Input ->

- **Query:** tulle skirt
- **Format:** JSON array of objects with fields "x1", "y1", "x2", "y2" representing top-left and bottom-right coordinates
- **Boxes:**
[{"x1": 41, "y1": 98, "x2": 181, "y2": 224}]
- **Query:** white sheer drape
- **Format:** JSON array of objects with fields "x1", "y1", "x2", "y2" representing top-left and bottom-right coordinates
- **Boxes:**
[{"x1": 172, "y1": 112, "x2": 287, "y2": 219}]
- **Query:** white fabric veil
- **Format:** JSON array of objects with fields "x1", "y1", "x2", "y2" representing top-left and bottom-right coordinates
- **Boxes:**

Given instruction -> Extract every line of the data above and reproduce each one character for character.

Solution to this exercise ->
- **Query:** tulle skirt
- **Format:** JSON array of objects with fields "x1", "y1", "x2", "y2" representing top-left and bottom-right coordinates
- **Boxes:**
[{"x1": 41, "y1": 98, "x2": 181, "y2": 224}]
- **Query:** white sheer drape
- **Format:** JSON array of objects with fields "x1", "y1", "x2", "y2" representing top-left and bottom-right coordinates
- **Boxes:**
[{"x1": 172, "y1": 112, "x2": 287, "y2": 219}]
- **Query:** white fabric veil
- **Format:** JSON array of objects with fields "x1", "y1", "x2", "y2" representing top-left and bottom-right coordinates
- **Boxes:**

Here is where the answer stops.